- **WHAT TO DO**
Transcribe every row below, keeping each one unchanged.

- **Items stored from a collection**
########

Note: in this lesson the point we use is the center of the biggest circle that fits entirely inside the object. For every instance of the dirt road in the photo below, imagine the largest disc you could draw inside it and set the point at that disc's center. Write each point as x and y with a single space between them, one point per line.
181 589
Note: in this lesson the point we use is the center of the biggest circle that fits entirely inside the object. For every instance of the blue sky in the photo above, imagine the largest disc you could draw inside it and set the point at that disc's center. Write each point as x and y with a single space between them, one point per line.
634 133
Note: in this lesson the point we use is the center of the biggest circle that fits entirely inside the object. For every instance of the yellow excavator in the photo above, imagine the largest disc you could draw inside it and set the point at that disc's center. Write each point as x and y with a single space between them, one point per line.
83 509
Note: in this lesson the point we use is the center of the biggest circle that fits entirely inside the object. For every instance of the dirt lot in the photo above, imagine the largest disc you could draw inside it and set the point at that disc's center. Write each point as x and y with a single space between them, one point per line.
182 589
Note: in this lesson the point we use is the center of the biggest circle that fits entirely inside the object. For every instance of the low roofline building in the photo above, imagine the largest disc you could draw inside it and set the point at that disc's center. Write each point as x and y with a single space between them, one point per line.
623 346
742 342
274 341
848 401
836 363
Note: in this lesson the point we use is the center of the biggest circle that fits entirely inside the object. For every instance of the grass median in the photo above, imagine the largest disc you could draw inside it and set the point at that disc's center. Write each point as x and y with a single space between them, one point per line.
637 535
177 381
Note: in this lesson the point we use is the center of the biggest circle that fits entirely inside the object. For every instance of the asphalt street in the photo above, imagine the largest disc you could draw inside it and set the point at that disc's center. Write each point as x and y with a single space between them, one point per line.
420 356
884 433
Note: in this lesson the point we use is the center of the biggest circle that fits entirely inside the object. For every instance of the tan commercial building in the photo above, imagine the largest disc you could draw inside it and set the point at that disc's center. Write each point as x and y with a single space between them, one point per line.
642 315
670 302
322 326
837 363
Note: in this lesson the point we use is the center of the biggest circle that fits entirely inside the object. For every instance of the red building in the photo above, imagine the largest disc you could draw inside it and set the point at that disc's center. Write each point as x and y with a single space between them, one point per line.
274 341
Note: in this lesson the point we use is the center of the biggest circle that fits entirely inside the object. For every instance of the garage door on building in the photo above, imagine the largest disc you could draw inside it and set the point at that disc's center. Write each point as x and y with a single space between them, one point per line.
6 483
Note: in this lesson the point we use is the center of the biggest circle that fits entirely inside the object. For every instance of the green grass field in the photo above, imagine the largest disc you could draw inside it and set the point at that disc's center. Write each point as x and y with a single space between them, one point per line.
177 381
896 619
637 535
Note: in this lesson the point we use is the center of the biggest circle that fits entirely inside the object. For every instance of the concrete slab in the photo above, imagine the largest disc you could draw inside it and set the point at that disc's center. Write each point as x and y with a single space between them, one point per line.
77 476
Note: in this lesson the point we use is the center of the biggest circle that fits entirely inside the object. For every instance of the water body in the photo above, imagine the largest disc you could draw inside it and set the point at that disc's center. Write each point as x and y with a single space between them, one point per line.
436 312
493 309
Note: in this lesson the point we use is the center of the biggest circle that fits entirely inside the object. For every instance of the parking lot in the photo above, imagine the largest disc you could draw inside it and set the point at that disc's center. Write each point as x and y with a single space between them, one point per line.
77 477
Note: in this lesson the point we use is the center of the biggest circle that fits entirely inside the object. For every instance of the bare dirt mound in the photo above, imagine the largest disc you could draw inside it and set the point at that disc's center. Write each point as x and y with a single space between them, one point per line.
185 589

########

- **THE ANSWER**
Note: in this lesson the point we use is the center of the biggest circle that fits entirely inside the object. For every instance of the dirt road in the photo below, imagine the largest disc you could draw inside it and set the point at that disc's center. Write each point as x and y with a single space between them, one point per line.
181 589
Note: in this lesson the point we use is the center of the biggest circle that fits entirely inside the object. For every instance of the blue sky in the photo above, imagine the largest disc you could draw inside it and set the point at that disc's center. Write each point as x and y with a single space between them, one point per line.
634 133
Note: in this lesson the point we use is the center of the biggest circle that fits entirely inside the object. For every instance of the yellow excavator in the photo above, imagine the largest disc you could draw inside it and set the point at that disc's center. Write each point as x and y with a single space between them, one point per line.
83 509
Note: in this lesson the point we use is the center of the biggest circle that fits entirely inside the object. For every instance of the dirt lot in the photo above, imagine the largest disc you could draw inside it and set the point at that disc's center. Write each point as x and y with a single space between them, one point per line.
182 589
Note: in this lesson the point we use is the center of the biggest circle that fits entirely inside the object. For every instance of the low roofline building in the photo above, imagine the largest disc you could draw inside it and set the point at that disc's center. Write each point as x and y with a single space between them, one point per line.
623 346
742 342
274 341
848 401
836 363
Note: in this lesson the point we use is the center of the biggest circle that fits entirely inside the object. For every instance of the grass median in the photo above, imagine the largest disc you could draw inside it and set the point at that disc's center. Write each point as x and y with a single space between them, one point per line.
637 535
177 381
Note: in this lesson the point we use is the center of the biggest circle that fits entirely inside the object. For every instance of the asphalt street in the photo above, imagine the largest disc you could draw inside it and set the point at that disc's center. Write each point as x and y with a single space between them, one point per line.
420 356
884 433
Note: in this lesson the point we use is the center of the biggest circle that fits entirely inside the object. For every instance of the tan commercial building in the photo above, imagine the largest disc you could draw inside it and set the point at that disc's center. Write each point as x and y with a single space between them, one point per line.
642 315
670 302
322 326
837 363
Note: in this lesson the point we use is the center of the biggest circle that fits entirely inside the object. For every instance of the red building in the photo above, imagine the largest disc you could draw inside it and set the point at that disc's center. Write each point as x and y with a single space between them, one point per line.
274 341
Note: in this lesson the point we use is the center of the biggest circle that fits entirely inside the object. For every instance of the garage door on building in the photo above, imagine the largest disc you could draw inside it and set the point at that disc's center. Write each point as x and y with a single space between them, one point per line.
6 483
Note: in this lesson the point we use is the center of the biggest circle that fits entirely inside the object. For every instance of the green grass field in the photo above, imagine the largest disc you could draw inside it and set the point at that disc's center. Write each point as x and y with a single space between them, one point per line.
177 381
896 619
637 535
Note: in this lesson the point we use is the center of the biggest circle that fits entirely inside the object. For every instance of the concrete slab in the photo above, imagine the largest disc you could draw inside it and set the point at that disc's center. Write each point as x and y with a single space between them, one point per line.
77 476
Note: in this lesson the point we use is the center of the biggest circle that fits entirely inside the object. For every instance of the water body in the photo above, imagine the largest disc you could draw inside it and set the point at that disc's center. Write each point as x and y with a single space between them, one point per line.
436 312
493 309
Note: in this lesson the point we use is the center of the biggest circle that fits entirely inside the object. For every instance of the parking lot in the photo above, imagine the largest disc you could draw inside it and set the point at that disc's center. Write each point as x and y with a single space between them, one point per line.
77 477
Note: in this lesson the point we use is the center of the biggest circle that fits entirely inside the object. For every instance of the bare dirt mound in the photo above, imagine the largest disc you could draw inside it and set the point at that disc's center. Write each point as x and y with a single space between them, one point per line.
185 589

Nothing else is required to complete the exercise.